▶ [Challenge A]: Reproduce the records below in full, changing every "single marker" to "single dot" and leaving everything else as it is.

= = = =

GEOG 863
GIS Mashups for Geospatial Professionals

Relational Database Concepts

PrintPrint

Why a database?

Reading your web map data from a shapefile or XML file works fine in certain situations.  However, it's not difficult to think of scenarios in which using flat files like these presents problems:

  • if the data are frequently changing, you'll need to have a step built into your business process that ensures there is an up-to-date copy of the files on the web server;
  • if you want to provide the user with the ability to map subsets of a larger dataset, doing so with flat files data can be clunky;
  • if you want to make it possible to allow updates of the data.

A major goal of this lesson is for you to learn how to write PHP scripts to extract data from a database and output it in XML form.  Once you've built such a script, with just a minor tweak to your map page you can go from reading a static XML file to reading XML data generated on the fly based on up-to-date information from your database.  But before we get to that point, let's first go over some basic RDBMS concepts.

Note

If you're experienced in working with relational databases, you can probably skip over the rest of this page.

What is a relational database?

A relational database is a system in which data are stored in tables of rows (records) and columns (fields). The defining characteristic of a relational database is that the full data set is broken down into multiple tables (each representing a single subject) and that relationships can be established between those tables through the use of key fields. Structured Query Language (SQL, sometimes pronounced "sequel") is used in an RDBMS to manipulate the tabular data.

= = = =

▶ [Challenge B]:
Answer these about the relational database concepts page, one per line:
(i) In what scripting language will you learn to write scripts that extract data from a database?
(ii) What other names does the page give for the rows and columns of a table?
(iii) What does the abbreviation SQL stand for?

= = = =

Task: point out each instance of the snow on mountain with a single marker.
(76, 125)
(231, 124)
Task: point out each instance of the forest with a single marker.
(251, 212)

= = = =

▶ [Written answer A]:
Task: point out each instance of the snow on mountain with a single dot.
(76, 125)
(231, 124)
Task: point out each instance of the forest with a single dot.
(251, 212)

▶ [Written answer B]:
(i) PHP
(ii) Rows are records and columns are fields.
(iii) Structured Query Language